◆ GIVEN DATA
===
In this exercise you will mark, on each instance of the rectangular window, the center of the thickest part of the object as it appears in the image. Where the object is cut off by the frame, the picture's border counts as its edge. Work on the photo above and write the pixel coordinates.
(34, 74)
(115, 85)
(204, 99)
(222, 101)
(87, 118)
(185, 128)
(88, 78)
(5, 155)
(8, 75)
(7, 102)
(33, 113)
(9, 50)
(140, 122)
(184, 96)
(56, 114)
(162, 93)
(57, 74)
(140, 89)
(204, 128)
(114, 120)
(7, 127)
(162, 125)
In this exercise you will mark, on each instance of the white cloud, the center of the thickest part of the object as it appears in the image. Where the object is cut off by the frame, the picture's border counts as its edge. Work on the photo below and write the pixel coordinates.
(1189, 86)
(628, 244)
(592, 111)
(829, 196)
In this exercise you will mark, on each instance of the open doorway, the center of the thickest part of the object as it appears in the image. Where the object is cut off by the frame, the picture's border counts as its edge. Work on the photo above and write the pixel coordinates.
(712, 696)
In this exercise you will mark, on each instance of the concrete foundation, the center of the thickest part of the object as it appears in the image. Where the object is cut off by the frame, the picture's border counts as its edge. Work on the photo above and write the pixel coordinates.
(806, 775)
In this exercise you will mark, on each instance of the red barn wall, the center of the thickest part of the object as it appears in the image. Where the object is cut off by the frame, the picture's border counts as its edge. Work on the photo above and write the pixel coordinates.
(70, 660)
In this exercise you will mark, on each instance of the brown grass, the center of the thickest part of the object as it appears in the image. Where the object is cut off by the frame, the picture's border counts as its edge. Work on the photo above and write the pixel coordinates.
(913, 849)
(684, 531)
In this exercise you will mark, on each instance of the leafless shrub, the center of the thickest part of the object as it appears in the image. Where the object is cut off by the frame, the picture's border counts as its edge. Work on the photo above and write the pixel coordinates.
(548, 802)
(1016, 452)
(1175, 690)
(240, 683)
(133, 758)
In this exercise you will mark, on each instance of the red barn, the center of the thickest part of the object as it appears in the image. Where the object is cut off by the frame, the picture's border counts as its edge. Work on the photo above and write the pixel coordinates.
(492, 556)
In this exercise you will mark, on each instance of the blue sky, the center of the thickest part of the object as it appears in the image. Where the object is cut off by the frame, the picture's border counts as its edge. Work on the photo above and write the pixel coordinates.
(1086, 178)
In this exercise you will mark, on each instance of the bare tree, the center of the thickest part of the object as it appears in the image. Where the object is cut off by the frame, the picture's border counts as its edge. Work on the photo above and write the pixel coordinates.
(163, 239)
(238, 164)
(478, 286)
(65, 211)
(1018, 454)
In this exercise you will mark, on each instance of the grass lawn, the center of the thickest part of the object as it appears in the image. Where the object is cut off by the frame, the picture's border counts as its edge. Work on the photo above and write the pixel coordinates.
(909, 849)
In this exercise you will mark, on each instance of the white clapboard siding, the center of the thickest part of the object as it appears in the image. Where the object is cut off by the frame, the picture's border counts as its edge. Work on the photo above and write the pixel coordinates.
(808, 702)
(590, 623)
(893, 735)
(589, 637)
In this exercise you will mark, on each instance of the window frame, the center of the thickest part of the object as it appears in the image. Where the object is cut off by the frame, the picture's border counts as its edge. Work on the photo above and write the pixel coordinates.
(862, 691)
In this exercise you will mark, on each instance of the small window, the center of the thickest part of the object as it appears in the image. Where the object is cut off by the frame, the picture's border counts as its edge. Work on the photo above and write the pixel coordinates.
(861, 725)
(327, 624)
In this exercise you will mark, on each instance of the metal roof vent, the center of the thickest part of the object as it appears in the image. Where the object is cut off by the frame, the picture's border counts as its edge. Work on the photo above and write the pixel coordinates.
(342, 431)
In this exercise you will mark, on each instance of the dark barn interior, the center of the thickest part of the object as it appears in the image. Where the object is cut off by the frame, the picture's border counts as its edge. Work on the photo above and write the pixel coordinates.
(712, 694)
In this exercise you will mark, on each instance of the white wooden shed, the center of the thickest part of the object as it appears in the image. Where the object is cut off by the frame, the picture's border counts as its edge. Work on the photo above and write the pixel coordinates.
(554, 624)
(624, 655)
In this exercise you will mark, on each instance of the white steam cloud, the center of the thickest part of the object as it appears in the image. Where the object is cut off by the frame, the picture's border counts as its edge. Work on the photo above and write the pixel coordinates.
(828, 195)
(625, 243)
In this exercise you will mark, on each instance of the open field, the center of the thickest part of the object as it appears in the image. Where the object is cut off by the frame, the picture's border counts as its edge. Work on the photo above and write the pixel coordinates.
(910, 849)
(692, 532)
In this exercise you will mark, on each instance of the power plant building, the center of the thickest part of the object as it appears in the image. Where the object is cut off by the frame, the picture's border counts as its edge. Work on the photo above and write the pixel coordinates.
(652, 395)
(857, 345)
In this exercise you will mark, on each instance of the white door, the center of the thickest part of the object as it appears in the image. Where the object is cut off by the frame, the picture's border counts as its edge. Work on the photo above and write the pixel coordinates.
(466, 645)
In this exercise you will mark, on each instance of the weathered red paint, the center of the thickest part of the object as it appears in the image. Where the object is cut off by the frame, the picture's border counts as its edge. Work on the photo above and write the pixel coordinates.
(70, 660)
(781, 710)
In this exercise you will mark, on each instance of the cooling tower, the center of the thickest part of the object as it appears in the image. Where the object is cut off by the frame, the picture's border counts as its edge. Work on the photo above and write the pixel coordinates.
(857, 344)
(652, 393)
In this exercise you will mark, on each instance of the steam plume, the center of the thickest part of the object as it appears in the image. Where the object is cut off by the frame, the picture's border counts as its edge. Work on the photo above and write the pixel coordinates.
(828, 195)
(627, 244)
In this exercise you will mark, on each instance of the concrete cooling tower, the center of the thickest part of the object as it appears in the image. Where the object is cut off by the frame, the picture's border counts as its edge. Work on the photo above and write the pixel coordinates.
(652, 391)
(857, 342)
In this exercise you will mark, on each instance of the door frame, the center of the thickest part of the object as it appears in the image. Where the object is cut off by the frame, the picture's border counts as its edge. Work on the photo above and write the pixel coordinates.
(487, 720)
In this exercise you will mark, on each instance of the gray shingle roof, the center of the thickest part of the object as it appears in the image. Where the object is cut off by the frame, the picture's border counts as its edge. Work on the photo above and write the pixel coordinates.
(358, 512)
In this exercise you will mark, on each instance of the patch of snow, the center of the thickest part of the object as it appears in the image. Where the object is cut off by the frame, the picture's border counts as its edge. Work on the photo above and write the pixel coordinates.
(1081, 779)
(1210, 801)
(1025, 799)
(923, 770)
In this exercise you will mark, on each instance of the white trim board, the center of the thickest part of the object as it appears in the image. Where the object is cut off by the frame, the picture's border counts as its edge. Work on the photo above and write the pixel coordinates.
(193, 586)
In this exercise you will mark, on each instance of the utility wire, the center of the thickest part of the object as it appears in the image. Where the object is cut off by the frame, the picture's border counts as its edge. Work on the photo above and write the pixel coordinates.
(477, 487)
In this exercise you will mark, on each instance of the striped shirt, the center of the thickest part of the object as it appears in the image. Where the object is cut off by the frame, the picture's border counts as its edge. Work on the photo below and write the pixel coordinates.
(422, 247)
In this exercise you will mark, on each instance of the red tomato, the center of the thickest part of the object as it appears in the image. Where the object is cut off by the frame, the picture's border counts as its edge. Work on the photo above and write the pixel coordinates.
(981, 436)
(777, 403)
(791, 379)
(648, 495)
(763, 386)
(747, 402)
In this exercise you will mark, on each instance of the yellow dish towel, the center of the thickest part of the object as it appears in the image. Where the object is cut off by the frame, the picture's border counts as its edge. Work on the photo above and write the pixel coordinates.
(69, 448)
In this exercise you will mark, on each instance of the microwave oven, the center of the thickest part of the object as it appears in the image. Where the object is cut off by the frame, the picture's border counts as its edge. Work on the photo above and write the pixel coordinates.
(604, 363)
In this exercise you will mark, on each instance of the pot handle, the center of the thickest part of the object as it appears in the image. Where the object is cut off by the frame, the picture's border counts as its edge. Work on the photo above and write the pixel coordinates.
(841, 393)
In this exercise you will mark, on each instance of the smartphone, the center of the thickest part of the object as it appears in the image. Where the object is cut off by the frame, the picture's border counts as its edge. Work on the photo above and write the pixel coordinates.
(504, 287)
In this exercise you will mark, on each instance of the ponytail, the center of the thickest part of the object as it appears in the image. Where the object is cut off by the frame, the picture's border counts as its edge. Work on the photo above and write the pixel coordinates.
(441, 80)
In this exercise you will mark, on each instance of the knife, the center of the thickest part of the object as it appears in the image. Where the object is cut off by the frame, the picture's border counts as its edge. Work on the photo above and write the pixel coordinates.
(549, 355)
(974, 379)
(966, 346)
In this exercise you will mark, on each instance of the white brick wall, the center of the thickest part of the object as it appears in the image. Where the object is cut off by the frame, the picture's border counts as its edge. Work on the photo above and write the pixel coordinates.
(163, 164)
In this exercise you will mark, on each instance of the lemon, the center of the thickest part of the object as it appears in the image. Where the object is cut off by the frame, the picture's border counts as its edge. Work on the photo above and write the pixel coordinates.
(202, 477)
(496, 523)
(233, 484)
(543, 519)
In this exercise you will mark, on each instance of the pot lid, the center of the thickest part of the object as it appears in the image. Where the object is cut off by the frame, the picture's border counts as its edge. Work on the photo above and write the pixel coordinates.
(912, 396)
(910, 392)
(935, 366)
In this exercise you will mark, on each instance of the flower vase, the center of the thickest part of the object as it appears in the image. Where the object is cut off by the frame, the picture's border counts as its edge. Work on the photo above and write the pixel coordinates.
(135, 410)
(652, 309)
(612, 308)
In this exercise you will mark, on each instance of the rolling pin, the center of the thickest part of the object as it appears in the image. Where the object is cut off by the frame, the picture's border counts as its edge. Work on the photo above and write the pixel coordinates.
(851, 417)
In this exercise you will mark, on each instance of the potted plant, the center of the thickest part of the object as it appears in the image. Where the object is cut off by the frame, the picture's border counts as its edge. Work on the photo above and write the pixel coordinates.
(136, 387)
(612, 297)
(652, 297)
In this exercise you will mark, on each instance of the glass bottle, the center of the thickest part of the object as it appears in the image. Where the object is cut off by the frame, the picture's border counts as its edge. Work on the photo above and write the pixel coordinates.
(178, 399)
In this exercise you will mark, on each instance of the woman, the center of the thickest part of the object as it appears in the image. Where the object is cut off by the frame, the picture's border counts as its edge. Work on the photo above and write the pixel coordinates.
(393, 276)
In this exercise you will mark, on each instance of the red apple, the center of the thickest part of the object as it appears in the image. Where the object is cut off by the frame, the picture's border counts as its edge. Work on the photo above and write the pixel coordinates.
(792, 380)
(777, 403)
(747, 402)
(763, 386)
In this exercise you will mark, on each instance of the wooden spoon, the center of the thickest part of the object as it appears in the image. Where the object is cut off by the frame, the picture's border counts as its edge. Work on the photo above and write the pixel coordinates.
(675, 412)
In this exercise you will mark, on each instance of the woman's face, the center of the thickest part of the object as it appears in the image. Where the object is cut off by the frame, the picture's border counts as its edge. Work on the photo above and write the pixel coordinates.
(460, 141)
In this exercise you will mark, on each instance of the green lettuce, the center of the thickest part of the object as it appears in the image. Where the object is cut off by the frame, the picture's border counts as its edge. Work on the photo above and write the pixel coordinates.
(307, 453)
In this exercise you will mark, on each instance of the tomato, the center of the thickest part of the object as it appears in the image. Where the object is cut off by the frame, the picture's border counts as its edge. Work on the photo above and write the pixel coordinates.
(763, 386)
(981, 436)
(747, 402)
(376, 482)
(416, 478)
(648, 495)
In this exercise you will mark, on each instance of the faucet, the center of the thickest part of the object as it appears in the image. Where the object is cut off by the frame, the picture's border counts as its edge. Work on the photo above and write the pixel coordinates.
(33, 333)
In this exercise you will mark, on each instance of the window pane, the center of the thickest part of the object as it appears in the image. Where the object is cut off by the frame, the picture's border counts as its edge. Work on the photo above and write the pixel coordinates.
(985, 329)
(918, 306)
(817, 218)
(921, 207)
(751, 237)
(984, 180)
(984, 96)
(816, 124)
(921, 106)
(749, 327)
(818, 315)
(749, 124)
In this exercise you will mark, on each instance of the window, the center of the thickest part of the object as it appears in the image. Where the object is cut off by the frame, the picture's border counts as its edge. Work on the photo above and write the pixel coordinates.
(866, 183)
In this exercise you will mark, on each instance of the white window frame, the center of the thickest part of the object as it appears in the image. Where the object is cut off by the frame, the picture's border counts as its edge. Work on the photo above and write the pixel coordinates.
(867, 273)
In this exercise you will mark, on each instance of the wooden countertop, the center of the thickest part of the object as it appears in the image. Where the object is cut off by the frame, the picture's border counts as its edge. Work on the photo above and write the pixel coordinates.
===
◆ WORK REQUIRED
Please print exactly the lines from the one containing "the white window" through the last line of the records, both included, and nothing else.

◆ RESPONSE FOR THIS EXERCISE
In this exercise you will mark, on each instance of the white window frame, the center of the thickest part of the object as it appears in the image. Where the object is cut off by the frame, the picture's border counts as its edge. Work on the photo above and write the pixel coordinates.
(867, 273)
In this exercise you will mark, on each instance of the wooden countertop, the center of the thickest part of the object as it appears in the image. Where the object is cut off by the frame, the picture's border counts as its edge. Work on the photo above and write the pixel coordinates.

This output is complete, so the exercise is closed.